— Short task —
Copy out, exactly as given, every line from the line with "Shot-chart audit: point to every instance of the man's short" to the end of the listing, both of those lines included.

— Material supplied —
(begin)

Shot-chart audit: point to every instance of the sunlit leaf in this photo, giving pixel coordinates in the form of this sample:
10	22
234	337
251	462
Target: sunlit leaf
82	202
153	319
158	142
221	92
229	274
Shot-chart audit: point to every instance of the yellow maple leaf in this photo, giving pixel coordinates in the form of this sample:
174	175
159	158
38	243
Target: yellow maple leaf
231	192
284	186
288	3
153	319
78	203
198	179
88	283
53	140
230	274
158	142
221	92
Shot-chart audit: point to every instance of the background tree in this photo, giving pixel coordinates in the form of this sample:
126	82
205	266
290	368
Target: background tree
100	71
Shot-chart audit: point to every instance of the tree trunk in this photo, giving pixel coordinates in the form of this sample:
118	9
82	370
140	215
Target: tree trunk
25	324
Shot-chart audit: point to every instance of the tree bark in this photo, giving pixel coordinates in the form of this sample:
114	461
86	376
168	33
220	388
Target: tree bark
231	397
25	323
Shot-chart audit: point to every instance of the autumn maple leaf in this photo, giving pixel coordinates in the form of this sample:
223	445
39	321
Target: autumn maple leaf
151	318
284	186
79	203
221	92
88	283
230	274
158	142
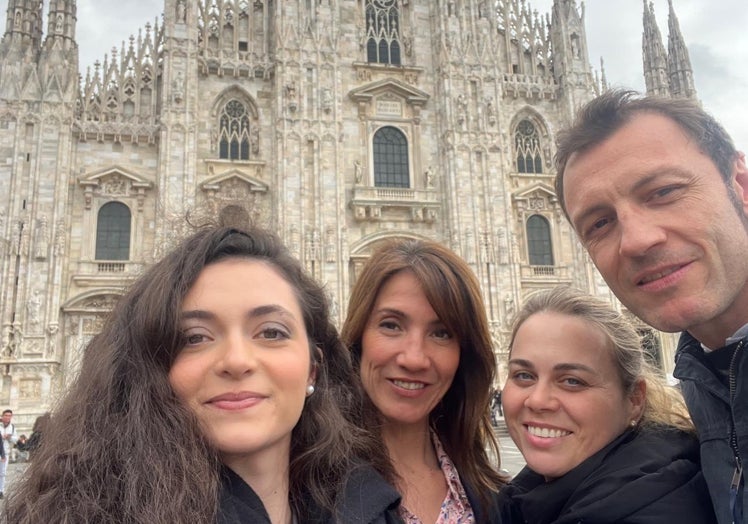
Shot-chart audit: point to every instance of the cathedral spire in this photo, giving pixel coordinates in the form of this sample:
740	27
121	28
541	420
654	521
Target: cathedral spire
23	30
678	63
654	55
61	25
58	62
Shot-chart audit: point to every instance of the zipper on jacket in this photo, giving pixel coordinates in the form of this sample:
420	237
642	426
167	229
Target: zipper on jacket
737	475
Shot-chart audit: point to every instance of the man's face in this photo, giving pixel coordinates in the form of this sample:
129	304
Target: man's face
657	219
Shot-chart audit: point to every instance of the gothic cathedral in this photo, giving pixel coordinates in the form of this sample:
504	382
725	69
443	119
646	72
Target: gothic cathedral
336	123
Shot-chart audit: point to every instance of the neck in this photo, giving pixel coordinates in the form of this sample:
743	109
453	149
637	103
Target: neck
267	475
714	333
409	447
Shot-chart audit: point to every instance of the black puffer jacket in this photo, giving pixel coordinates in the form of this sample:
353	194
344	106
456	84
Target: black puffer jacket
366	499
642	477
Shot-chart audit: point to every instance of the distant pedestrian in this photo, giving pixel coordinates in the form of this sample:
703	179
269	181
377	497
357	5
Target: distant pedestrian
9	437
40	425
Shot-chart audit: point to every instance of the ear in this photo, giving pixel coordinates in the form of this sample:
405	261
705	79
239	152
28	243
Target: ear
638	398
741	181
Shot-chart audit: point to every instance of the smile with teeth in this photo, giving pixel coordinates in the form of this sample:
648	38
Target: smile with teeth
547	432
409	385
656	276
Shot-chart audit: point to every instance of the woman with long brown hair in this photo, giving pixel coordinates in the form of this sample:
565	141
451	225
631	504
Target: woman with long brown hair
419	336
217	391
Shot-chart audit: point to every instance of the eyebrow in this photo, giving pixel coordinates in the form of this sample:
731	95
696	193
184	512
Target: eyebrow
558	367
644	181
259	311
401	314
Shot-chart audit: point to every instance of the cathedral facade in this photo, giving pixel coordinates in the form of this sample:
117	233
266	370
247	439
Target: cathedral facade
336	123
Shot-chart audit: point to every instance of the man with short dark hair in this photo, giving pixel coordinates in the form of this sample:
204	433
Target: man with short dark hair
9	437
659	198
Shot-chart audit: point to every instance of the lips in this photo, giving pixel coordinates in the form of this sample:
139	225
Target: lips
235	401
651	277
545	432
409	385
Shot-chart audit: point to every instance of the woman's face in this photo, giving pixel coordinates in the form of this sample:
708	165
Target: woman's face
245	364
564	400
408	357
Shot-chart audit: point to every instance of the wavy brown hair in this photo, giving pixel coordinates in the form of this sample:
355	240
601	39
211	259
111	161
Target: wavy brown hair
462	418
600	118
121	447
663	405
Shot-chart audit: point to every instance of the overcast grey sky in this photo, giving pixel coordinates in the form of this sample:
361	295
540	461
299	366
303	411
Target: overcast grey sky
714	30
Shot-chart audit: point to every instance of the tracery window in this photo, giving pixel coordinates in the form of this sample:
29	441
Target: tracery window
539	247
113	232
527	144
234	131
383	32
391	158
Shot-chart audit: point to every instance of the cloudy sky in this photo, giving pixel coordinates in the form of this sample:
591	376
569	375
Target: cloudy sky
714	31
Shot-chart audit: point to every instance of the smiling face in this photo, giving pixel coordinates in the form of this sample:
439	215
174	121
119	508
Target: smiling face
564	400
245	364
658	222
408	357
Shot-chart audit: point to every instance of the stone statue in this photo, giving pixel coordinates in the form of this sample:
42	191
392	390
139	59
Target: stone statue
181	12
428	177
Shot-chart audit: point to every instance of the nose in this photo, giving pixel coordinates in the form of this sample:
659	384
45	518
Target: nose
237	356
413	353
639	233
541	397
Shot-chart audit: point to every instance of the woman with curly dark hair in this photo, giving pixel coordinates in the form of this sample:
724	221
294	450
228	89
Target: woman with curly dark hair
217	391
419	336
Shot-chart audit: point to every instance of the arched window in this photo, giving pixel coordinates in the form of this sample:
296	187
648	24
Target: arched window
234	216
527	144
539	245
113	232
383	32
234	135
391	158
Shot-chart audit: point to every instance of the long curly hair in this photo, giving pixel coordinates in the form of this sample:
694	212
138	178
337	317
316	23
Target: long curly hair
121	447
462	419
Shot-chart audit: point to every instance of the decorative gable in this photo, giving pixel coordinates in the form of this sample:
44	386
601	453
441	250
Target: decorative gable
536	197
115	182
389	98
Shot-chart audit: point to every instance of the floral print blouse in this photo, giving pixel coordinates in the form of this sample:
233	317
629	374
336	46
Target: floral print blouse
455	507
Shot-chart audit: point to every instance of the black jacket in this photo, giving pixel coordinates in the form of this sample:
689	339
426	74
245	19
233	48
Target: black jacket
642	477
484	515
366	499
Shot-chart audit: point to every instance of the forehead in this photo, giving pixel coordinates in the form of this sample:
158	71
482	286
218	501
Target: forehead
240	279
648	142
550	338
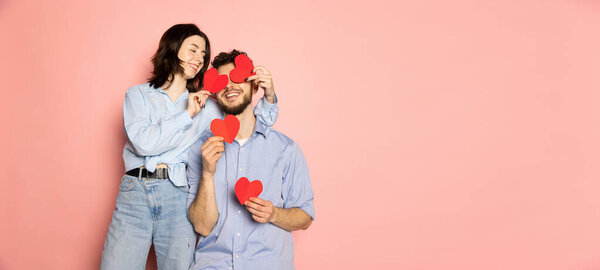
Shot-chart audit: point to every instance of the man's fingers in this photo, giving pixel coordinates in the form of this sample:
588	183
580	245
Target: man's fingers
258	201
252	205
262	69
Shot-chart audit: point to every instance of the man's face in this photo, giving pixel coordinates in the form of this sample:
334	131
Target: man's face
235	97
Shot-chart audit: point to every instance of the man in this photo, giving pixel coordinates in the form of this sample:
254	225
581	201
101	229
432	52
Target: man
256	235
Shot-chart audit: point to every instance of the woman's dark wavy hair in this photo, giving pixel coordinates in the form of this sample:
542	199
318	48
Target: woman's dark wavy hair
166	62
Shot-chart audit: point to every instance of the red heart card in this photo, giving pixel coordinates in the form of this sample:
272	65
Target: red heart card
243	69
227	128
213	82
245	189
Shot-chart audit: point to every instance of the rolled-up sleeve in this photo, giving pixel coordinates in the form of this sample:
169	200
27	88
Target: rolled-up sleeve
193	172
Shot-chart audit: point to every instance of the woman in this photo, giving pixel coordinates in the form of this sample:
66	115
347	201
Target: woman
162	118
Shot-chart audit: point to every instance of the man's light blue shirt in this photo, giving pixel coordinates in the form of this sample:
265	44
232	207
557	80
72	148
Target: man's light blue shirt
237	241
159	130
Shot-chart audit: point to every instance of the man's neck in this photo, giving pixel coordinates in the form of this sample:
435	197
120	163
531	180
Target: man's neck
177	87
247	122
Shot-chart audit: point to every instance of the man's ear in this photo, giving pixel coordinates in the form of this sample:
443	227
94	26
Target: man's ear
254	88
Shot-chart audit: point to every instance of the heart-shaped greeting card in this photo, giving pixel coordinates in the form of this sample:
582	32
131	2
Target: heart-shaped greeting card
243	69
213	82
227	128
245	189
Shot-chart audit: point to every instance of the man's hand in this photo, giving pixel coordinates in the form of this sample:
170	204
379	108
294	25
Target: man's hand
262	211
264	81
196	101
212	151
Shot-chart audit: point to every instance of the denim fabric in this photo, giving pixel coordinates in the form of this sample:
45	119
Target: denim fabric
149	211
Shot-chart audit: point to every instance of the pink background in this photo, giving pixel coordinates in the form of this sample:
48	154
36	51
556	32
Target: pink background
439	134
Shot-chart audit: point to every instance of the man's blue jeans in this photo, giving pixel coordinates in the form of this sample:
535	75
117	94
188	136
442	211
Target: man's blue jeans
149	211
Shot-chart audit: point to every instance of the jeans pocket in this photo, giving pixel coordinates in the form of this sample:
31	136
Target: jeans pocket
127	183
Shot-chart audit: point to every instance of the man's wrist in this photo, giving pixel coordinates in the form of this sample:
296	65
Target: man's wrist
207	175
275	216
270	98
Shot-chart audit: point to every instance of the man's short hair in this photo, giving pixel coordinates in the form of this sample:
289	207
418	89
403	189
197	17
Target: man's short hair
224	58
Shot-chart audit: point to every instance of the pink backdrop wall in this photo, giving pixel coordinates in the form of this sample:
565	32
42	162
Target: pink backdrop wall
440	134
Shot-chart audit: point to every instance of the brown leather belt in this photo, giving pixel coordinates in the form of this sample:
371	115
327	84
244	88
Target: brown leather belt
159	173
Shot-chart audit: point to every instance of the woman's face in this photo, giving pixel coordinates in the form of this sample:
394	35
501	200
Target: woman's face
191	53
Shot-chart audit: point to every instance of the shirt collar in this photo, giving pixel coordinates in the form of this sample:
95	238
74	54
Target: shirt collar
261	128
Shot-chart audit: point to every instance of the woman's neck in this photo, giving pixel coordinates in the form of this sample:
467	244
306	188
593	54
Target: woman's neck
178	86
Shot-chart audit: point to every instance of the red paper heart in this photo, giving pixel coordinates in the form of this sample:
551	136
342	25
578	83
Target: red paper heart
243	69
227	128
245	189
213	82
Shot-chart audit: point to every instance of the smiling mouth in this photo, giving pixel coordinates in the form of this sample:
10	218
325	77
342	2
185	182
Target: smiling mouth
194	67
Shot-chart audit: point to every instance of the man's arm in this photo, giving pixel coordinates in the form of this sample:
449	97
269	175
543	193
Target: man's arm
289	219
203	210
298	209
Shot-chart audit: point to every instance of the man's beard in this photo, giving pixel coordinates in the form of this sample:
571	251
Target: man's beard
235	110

(end)

— Reply to the task —
Shot-chart audit: point to every instance of the man's short hair in this photo, giving pixel coordinates in the form of this sample:
289	207
418	89
403	189
197	17
Target: man's short hair
224	58
Shot-chart audit: point to every instance of the pink backdrop wall in this photo, giving pixel coordinates in the form of this sample:
565	32
42	162
Target: pink backdrop wall
440	134
Shot-chart audit: point to every instance of the brown leather belt in this photo, giving pixel coordinates in the form of this sample:
371	115
327	84
244	88
Target: brown leather belt
159	173
Shot-chart audit: point to every instance of the woman's face in this photo, giving pixel coordinates in the form of this sample:
394	35
501	200
Target: woman's face
191	53
Shot-chart audit: point to every instance of the shirt collar in this photo, giving pixel coordinates in the form of this sample:
95	238
74	54
Target: shirt collar
261	128
Shot-chart audit: point to every instance of the woman's neck in this photo, giving pixel coordinates in the form of this sample:
467	244
306	188
593	54
Target: woman's neck
178	86
Shot-chart audit: point to every instance of the red paper heart in this photo, giving pixel coordinates in the form of this sample:
551	136
342	25
578	83
Target: red paper heart
243	69
227	128
245	189
213	82
Shot-chart audit: point to every instance of the smiling mouth in this photo, giving pixel coordinates in the form of this sample:
10	218
325	77
342	2
185	182
Target: smiling mouth
194	67
Shot-chart audit: point to every instance of the man's arm in this photo, giving pixel coordinates in the form of this sample:
449	97
269	175
543	193
Target: man's arm
289	219
203	210
298	209
Shot-chart audit: point to every instance of the man's beard in this photo, giving pixel coordinates in the form of this sample:
571	251
Target: man's beard
235	110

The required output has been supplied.